Texto para leitura —
A resposta simples é esta: fazem‑se testes para conhecer o estado da educação, ou seja, os progressos alcançados pelos jovens. Esse conhecimento pode ser agregado, dando informa­ção sobre todos os estudantes, desagregado, dando informações individuais, ou ainda ter graus de granularidade intermédios.

As provas podem assumir várias formas. O importante é que revelem aquilo que se pretende medir. E o que se pretende medir nunca pode ser tudo, mas deve ser uma parte indicativa do todo, algo que forneça informação sobre o que se quer saber.

Em termos técnicos, diz‑se que os testes devem ser válidos, ou seja, devem quantificar aquilo que se quer medir (American Educational Research Association [AERA], 2014: 225) A vali­dade de um teste é uma propriedade relativa ao que se quer avaliar e a quem se quer avaliar (Wilson, 2005: parte 3). Um teste de resolução de certo tipo de problemas de aritmética pode medir bem a capacidade dos estudantes para resolver questões aritméticas, mas pode não ser válido para a medição de conhecimentos de geometria, mesmo que existam questões relacionadas com geometria.

Da mesma forma, um teste de pro­blemas de matemática destinado a alunos do 4.º ano de esco­laridade não será um teste válido se tiver problemas escritos com uma linguagem que esses alunos não entendem. Estará a testar os conhecimentos de matemática ou o domínio da lín­gua portuguesa?

Os testes devem ser também fiáveis (reliable), ou seja, devem medir com alguma consistência o seu objeto (AERA, 2014: 222‑223).

Um estudante que um dia tenha 100% num teste, porque estava especialmente desperto e bem‑disposto, no dia seguinte, de boa saúde, mas menos animado, não deve obter 5% no mesmo teste. Assim como alunos com conhecimentos e capacidades semelhantes, avaliados no mesmo contexto, não devem obter classificações muito diferentes.

Fazendo um paralelo, uma balança não deve indicar 2,2 kg quando pesa um objeto de 2 kg, pois essa não será uma medi­ção válida. Mas pode ser fiável no sentido de consistentemente mostrar um peso 10% mais elevado do que o real. Assim como pode ser uma balança válida, por apontar em média para 2 kg quando o peso é 2 kg, mas pode não ser fiável por um dia mostrar 1,9 kg e no dia seguinte mostrar 2,1 kg. Em média, esta balança pode estar certa, mas varia tanto que não é fiável.  (…)

Nenhum teste é perfeito. Nenhum teste mede tudo. Mas o facto é que os testes bem feitos, válidos e fiáveis são uma medida muito razoável do grau de conhecimentos e destrezas dos alunos.

Listagem fornecida —

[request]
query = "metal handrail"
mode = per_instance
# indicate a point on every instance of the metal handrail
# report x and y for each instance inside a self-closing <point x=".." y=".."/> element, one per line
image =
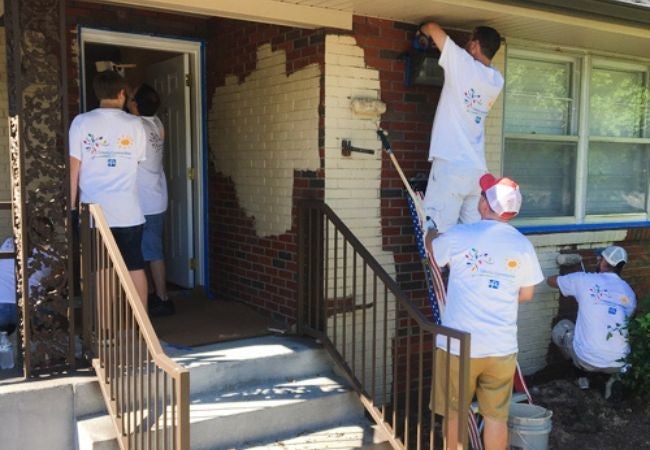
<point x="146" y="392"/>
<point x="382" y="341"/>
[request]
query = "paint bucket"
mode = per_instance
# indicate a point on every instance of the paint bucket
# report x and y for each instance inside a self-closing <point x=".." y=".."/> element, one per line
<point x="528" y="427"/>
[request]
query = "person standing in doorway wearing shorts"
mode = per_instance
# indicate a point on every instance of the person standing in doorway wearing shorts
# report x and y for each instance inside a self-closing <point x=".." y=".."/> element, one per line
<point x="106" y="146"/>
<point x="152" y="188"/>
<point x="456" y="150"/>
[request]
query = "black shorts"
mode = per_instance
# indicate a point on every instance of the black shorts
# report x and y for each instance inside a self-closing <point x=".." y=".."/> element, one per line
<point x="129" y="241"/>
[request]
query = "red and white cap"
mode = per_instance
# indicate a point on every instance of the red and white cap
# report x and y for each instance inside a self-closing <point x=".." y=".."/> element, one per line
<point x="502" y="194"/>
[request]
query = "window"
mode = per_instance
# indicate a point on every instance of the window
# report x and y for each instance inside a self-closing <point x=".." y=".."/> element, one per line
<point x="577" y="137"/>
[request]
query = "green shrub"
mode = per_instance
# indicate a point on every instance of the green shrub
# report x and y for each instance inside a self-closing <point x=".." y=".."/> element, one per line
<point x="637" y="378"/>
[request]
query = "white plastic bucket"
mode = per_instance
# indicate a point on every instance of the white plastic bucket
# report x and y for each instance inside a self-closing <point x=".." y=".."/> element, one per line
<point x="528" y="427"/>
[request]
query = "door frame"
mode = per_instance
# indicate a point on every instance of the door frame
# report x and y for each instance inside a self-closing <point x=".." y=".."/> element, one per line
<point x="195" y="50"/>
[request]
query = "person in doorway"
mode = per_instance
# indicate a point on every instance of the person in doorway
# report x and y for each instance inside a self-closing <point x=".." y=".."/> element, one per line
<point x="456" y="150"/>
<point x="106" y="146"/>
<point x="492" y="267"/>
<point x="152" y="188"/>
<point x="597" y="342"/>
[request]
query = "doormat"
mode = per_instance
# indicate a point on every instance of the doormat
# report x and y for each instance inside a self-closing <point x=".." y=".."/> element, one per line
<point x="200" y="321"/>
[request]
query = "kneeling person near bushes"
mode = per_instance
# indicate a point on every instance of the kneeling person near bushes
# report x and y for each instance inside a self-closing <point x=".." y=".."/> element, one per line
<point x="597" y="342"/>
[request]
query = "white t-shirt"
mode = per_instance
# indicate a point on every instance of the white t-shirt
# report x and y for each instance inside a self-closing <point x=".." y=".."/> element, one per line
<point x="109" y="143"/>
<point x="152" y="185"/>
<point x="470" y="90"/>
<point x="489" y="262"/>
<point x="605" y="302"/>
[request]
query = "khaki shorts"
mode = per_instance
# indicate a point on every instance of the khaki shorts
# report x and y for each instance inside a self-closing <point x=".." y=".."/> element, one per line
<point x="490" y="378"/>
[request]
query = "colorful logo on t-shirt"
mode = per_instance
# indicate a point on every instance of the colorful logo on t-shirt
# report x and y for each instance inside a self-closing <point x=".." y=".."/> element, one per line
<point x="475" y="259"/>
<point x="598" y="293"/>
<point x="125" y="142"/>
<point x="512" y="264"/>
<point x="472" y="102"/>
<point x="93" y="143"/>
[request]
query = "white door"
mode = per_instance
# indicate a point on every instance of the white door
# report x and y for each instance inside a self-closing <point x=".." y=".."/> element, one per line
<point x="169" y="79"/>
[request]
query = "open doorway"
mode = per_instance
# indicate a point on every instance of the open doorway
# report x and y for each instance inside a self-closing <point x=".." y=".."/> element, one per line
<point x="173" y="68"/>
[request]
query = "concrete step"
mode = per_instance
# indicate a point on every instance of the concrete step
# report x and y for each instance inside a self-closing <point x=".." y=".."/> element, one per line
<point x="236" y="363"/>
<point x="267" y="391"/>
<point x="96" y="433"/>
<point x="347" y="436"/>
<point x="269" y="411"/>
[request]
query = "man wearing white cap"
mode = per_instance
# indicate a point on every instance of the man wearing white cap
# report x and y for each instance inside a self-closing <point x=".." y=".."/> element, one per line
<point x="492" y="267"/>
<point x="597" y="342"/>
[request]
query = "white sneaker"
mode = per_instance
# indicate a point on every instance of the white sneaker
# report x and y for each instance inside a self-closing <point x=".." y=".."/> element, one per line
<point x="583" y="383"/>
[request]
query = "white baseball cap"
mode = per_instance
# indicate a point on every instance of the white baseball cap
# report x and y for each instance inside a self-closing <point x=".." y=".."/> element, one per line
<point x="502" y="195"/>
<point x="614" y="255"/>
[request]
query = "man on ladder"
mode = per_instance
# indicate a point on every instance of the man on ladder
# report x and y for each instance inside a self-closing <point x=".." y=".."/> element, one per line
<point x="456" y="150"/>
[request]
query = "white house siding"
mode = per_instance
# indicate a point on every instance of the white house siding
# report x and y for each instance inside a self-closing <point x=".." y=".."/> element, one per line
<point x="352" y="182"/>
<point x="5" y="185"/>
<point x="536" y="317"/>
<point x="494" y="121"/>
<point x="263" y="129"/>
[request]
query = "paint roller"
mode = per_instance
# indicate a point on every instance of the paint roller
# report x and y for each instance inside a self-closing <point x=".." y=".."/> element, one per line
<point x="570" y="259"/>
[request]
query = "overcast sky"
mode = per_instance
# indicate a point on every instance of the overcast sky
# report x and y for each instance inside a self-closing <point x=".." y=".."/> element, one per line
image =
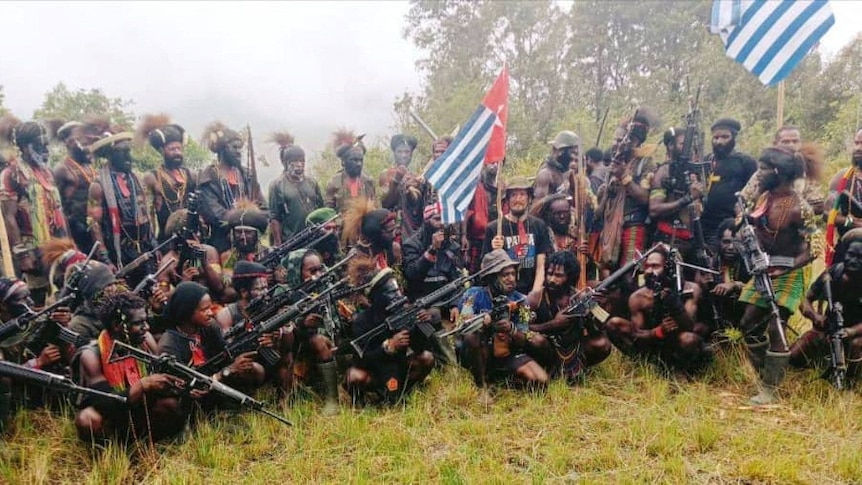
<point x="309" y="67"/>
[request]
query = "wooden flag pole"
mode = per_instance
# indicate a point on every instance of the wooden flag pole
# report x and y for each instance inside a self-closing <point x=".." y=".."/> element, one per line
<point x="780" y="107"/>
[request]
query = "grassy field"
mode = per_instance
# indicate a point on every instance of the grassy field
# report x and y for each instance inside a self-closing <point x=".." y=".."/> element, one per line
<point x="626" y="424"/>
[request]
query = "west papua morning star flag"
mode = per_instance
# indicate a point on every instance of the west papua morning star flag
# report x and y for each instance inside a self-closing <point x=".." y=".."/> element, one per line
<point x="770" y="37"/>
<point x="481" y="140"/>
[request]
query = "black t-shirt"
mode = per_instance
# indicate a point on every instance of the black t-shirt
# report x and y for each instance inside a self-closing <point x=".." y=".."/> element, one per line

Enunciado — Atualize a passagem do texto sobre os testes que vai de "Fazendo um paralelo, uma" a "não é fiável.  (…)", trocando "balança" por "báscula", e transcreva-a de novo.

Resolução completa —
Fazendo um paralelo, uma báscula não deve indicar 2,2 kg quando pesa um objeto de 2 kg, pois essa não será uma medi­ção válida. Mas pode ser fiável no sentido de consistentemente mostrar um peso 10% mais elevado do que o real. Assim como pode ser uma báscula válida, por apontar em média para 2 kg quando o peso é 2 kg, mas pode não ser fiável por um dia mostrar 1,9 kg e no dia seguinte mostrar 2,1 kg. Em média, esta báscula pode estar certa, mas varia tanto que não é fiável.  (…)